Prompt –
Down to the last line, output the records below exactly.

:: Supplied material ::

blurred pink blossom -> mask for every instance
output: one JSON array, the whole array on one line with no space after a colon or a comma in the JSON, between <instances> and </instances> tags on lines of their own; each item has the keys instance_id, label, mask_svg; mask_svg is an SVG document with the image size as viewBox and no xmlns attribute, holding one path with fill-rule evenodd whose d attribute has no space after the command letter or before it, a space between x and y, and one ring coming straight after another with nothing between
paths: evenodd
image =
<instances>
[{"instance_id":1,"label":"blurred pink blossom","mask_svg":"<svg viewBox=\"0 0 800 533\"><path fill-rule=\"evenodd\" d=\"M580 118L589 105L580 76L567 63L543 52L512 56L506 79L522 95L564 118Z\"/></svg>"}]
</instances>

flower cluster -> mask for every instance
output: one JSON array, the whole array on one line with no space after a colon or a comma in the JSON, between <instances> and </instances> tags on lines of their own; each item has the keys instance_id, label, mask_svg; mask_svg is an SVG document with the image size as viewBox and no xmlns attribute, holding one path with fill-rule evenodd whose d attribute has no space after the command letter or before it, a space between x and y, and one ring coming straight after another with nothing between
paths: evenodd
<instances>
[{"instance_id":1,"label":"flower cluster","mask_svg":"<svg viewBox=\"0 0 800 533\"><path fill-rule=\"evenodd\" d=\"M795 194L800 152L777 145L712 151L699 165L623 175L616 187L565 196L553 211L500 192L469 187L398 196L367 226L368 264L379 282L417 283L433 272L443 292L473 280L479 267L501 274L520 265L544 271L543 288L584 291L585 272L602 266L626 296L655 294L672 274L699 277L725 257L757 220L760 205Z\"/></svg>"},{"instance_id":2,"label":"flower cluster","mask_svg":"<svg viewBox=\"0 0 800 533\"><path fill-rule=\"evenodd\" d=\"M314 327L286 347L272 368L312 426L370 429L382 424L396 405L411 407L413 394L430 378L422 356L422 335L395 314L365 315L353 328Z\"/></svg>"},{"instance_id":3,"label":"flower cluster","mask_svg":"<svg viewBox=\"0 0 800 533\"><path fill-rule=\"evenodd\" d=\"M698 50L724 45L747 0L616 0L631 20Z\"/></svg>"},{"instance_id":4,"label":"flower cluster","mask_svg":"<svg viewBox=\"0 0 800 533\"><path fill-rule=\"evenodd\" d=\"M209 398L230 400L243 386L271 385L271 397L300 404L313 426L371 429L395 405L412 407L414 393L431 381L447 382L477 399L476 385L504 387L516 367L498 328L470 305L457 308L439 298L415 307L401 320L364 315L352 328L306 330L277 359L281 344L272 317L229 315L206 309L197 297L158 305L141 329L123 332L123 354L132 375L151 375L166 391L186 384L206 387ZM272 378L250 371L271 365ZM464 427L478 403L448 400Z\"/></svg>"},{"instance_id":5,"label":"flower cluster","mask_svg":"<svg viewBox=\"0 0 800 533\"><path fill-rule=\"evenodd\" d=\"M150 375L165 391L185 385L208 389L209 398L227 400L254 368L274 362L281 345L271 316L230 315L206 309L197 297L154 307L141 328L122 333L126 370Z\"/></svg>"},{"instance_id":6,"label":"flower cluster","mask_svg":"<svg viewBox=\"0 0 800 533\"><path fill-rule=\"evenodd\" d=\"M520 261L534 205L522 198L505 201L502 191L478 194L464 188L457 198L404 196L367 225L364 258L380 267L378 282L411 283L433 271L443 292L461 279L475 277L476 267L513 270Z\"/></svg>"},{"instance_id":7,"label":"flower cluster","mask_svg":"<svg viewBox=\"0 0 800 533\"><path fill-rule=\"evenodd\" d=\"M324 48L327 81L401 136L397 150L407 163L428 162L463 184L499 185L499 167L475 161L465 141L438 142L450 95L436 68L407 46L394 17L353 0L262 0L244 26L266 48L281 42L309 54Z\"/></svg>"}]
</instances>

:::

Response to the task –
blurred pink blossom -> mask for every instance
output: one JSON array, the whole array on one line with no space after a colon or a comma in the JSON, between <instances> and </instances> tags on lines of their own; each item has the keys instance_id, label, mask_svg; mask_svg is an SVG document with the image size as viewBox and no xmlns attribute, holding one path with fill-rule evenodd whose d attribute has no space after the command letter or before it, a space between x and y, and one ring coming straight after another with nothing between
paths: evenodd
image =
<instances>
[{"instance_id":1,"label":"blurred pink blossom","mask_svg":"<svg viewBox=\"0 0 800 533\"><path fill-rule=\"evenodd\" d=\"M580 118L589 105L580 76L567 63L543 52L512 56L506 79L522 95L564 118Z\"/></svg>"}]
</instances>

flower cluster -> mask for every instance
output: one JSON array, the whole array on one line with no space after a colon or a comma in the JSON, between <instances> and </instances> tags on lines of their own; each item has the keys instance_id, label, mask_svg; mask_svg is an SVG document with the image size as viewBox and no xmlns attribute, holding one path with fill-rule evenodd whose d attribute has no space after the command letter or before it, a space between x and y, and one ring coming straight after another with nothing between
paths: evenodd
<instances>
[{"instance_id":1,"label":"flower cluster","mask_svg":"<svg viewBox=\"0 0 800 533\"><path fill-rule=\"evenodd\" d=\"M795 194L800 152L777 145L712 151L699 165L623 175L616 187L565 196L553 211L500 192L469 187L398 196L367 226L368 264L379 282L417 283L433 272L443 292L473 280L479 267L501 274L520 265L544 271L543 288L584 291L585 272L602 266L626 296L655 294L672 274L699 277L725 257L757 220L760 205Z\"/></svg>"},{"instance_id":2,"label":"flower cluster","mask_svg":"<svg viewBox=\"0 0 800 533\"><path fill-rule=\"evenodd\" d=\"M314 327L286 347L272 368L312 426L370 429L382 424L396 405L411 407L413 394L430 378L422 356L422 335L395 314L365 315L353 328Z\"/></svg>"},{"instance_id":3,"label":"flower cluster","mask_svg":"<svg viewBox=\"0 0 800 533\"><path fill-rule=\"evenodd\" d=\"M698 50L724 45L747 0L616 0L631 20Z\"/></svg>"},{"instance_id":4,"label":"flower cluster","mask_svg":"<svg viewBox=\"0 0 800 533\"><path fill-rule=\"evenodd\" d=\"M209 398L230 400L243 386L271 385L271 397L300 404L313 426L371 429L395 405L412 407L414 393L431 381L447 382L477 399L476 385L504 387L516 367L498 328L470 305L457 308L439 298L415 307L401 320L364 315L352 328L306 330L277 359L281 344L272 317L229 315L206 309L197 297L158 305L141 329L123 332L123 354L132 375L151 375L166 391L186 384L206 387ZM272 378L250 371L271 365ZM464 427L478 403L448 400Z\"/></svg>"},{"instance_id":5,"label":"flower cluster","mask_svg":"<svg viewBox=\"0 0 800 533\"><path fill-rule=\"evenodd\" d=\"M150 375L165 391L185 385L208 389L209 398L227 400L254 368L274 362L281 345L271 316L230 315L206 309L197 297L154 307L141 328L122 333L126 370Z\"/></svg>"},{"instance_id":6,"label":"flower cluster","mask_svg":"<svg viewBox=\"0 0 800 533\"><path fill-rule=\"evenodd\" d=\"M520 261L534 205L522 198L505 201L502 191L478 194L464 188L457 198L404 196L367 225L364 258L380 267L378 282L411 283L433 271L443 292L461 279L475 277L476 267L513 270Z\"/></svg>"},{"instance_id":7,"label":"flower cluster","mask_svg":"<svg viewBox=\"0 0 800 533\"><path fill-rule=\"evenodd\" d=\"M324 48L327 81L401 136L397 150L407 163L428 162L463 184L499 185L499 167L475 161L465 141L438 142L450 95L436 68L407 46L394 17L353 0L262 0L244 26L266 48L281 42L309 54Z\"/></svg>"}]
</instances>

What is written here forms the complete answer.